# Task requirements
Reproduce each of the following rows word for word, without altering any of the text.

# Data records
• • • • •

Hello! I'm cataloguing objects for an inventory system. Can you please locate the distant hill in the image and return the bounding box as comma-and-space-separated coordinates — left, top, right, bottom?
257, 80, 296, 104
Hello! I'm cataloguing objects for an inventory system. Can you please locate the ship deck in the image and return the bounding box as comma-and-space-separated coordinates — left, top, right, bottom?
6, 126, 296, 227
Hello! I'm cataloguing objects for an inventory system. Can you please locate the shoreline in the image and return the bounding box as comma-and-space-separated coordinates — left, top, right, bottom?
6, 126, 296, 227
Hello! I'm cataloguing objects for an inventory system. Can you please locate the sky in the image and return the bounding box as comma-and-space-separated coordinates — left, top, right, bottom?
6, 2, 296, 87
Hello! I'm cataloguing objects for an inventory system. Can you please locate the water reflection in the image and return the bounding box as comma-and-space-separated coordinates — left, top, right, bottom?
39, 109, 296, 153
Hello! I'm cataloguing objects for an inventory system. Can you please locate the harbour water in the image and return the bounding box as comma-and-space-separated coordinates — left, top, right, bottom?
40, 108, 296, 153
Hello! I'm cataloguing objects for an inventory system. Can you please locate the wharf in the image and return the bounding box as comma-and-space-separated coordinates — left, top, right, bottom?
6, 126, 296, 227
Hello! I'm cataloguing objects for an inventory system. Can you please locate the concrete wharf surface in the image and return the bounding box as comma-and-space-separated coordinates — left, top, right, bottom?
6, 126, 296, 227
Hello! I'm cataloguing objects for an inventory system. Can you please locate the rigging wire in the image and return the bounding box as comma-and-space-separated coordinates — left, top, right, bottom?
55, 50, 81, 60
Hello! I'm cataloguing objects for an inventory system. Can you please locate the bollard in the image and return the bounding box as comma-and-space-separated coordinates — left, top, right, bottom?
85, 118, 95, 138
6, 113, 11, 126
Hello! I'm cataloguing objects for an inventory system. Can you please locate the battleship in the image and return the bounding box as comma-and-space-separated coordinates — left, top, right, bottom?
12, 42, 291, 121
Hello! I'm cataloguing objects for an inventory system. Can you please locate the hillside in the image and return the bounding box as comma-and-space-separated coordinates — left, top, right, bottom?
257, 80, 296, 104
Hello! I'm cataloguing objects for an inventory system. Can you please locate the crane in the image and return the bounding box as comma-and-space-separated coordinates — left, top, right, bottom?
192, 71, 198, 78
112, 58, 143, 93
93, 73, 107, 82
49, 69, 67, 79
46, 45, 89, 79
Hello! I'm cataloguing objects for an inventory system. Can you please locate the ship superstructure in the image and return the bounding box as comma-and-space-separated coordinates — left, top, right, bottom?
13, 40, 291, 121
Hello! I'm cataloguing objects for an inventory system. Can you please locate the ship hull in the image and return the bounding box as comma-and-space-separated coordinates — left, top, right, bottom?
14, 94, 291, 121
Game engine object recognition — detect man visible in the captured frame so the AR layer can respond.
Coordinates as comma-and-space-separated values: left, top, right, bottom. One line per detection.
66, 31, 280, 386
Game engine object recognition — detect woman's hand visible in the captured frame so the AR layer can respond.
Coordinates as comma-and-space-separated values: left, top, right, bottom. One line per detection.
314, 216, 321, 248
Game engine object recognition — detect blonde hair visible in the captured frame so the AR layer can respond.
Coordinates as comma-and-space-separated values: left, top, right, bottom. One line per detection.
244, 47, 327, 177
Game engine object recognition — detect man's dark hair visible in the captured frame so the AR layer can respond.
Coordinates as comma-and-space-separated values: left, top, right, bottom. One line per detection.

• • • • •

# Response for this exercise
Hello! I'm cataloguing objects for an inventory system. Can you please locate the distant hill in the image and return the bounding box as comma-and-space-separated coordinates — left, top, right, bottom?
257, 80, 296, 104
Hello! I'm cataloguing objects for an inventory system. Can you please locate the ship deck in the image and return the bounding box as comma-and-space-separated coordinates — left, top, right, bottom?
6, 126, 296, 227
Hello! I'm cataloguing objects for an inventory system. Can you please locate the shoreline in the image and return the bounding box as comma-and-space-separated coordinates — left, top, right, bottom?
6, 126, 296, 227
Hello! I'm cataloguing objects for an inventory system. Can you please locate the sky in the image and return the bounding box as comma-and-space-separated coordinates — left, top, right, bottom?
6, 2, 296, 87
Hello! I'm cataloguing objects for an inventory system. Can you please locate the water reflection in the image and return the bounding box as comma-and-space-separated coordinates — left, top, right, bottom?
39, 109, 296, 153
Hello! I'm cataloguing objects for an inventory system. Can you please locate the harbour water in the image and return the bounding box as comma-and-space-separated coordinates — left, top, right, bottom?
40, 108, 296, 153
Hello! I'm cataloguing objects for an inventory system. Can you please locate the wharf in the image and return the bounding box as comma-and-space-separated coordinates — left, top, right, bottom?
6, 126, 296, 227
Hello! I'm cataloguing objects for an inventory system. Can you please locate the concrete wharf surface in the image and return the bounding box as comma-and-space-separated coordinates — left, top, right, bottom?
6, 126, 296, 227
Hello! I'm cataloguing objects for an inventory system. Can you please locate the rigging wire in the image and return the bounding box as comma-and-space-separated coordinates — left, top, right, bottom?
55, 50, 81, 60
Hello! I'm cataloguing objects for an inventory system. Can you please locate the bollard in the image and return the bounding box as comma-and-space-separated coordinates — left, top, right, bottom?
85, 118, 95, 138
6, 113, 11, 126
Hello! I'm cataloguing objects for an inventory system. Can you please locate the battleship in the image and return the bounding box as comma-and-space-separated coordinates — left, top, right, bottom?
12, 42, 291, 121
Hello! I'm cataloguing objects for an inventory system. Can you please locate the hillside in the image and return the bounding box as comma-and-space-separated coordinates — left, top, right, bottom?
257, 80, 296, 104
Hello! I'm cataloguing objects for an inventory system. Can you please locate the crane in the image and return the bounding box as comma-and-space-separated coordinates — left, top, right, bottom?
192, 71, 198, 78
112, 58, 143, 93
93, 73, 107, 82
49, 69, 67, 79
46, 45, 89, 79
Hello! I'm cataloguing objects for an inventory system. Can you please locate the ship superstructure in the image and return the bounding box as comma-and-space-separated coordinates — left, top, right, bottom?
13, 40, 291, 121
Hello! I'm cataloguing objects for an inventory system. Can you please locate the ship hull in the image and return the bounding box as comma-and-space-separated coordinates — left, top, right, bottom?
14, 94, 291, 121
Game engine object recognition — detect man visible in the captured frame so the AR layer can respond.
Coordinates as comma-and-space-separated values: left, top, right, bottom. One line per detection.
66, 31, 280, 386
Game engine object recognition — detect woman's hand visible in the captured frame so the AR layer can respond.
Coordinates as comma-and-space-separated values: left, top, right, bottom. One line per detection.
314, 216, 321, 248
Game engine object recognition — detect blonde hair visible in the captured frame so the AR layer can respond.
Coordinates as comma-and-space-separated values: left, top, right, bottom. One line per detection.
244, 47, 327, 177
Game engine object recognition — detect man's dark hair visible in the captured frame so the AR layer can respond.
Coordinates as comma-and-space-separated values: left, top, right, bottom. One line per detection.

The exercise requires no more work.